▶ _What the task asks_: Rewrite every row with "boundary" substituted by "border" and everything else unchanged. Leave the pictures out of your answer.

-- START Raw data --

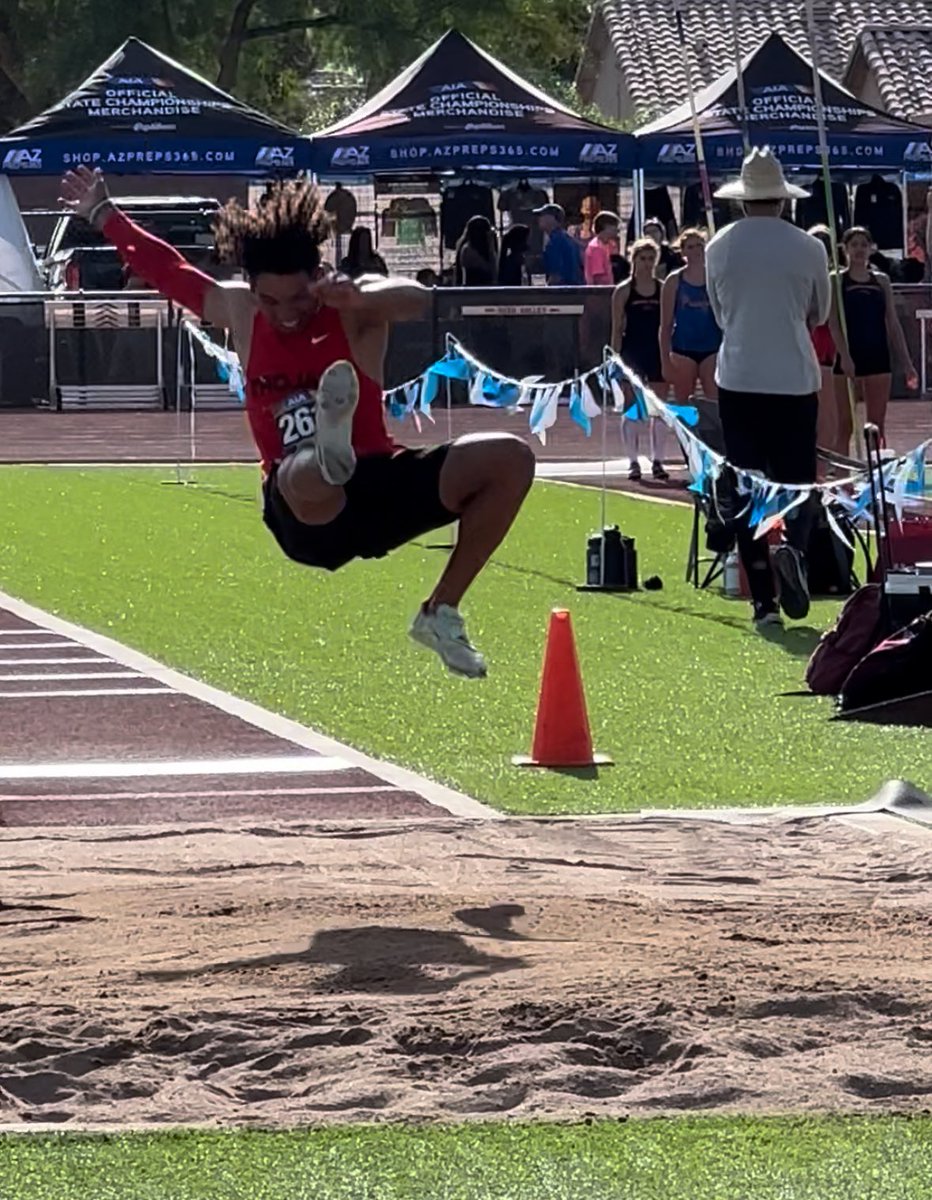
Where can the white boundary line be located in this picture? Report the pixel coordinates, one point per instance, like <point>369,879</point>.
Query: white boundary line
<point>53,663</point>
<point>274,765</point>
<point>83,691</point>
<point>454,802</point>
<point>41,646</point>
<point>54,676</point>
<point>97,797</point>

-- END Raw data --

▶ _Reply_:
Where can the white border line be located in this picture? Report the pixel coordinates, one point per instance, like <point>369,879</point>.
Query: white border line
<point>53,663</point>
<point>274,765</point>
<point>83,691</point>
<point>454,802</point>
<point>41,646</point>
<point>54,676</point>
<point>97,797</point>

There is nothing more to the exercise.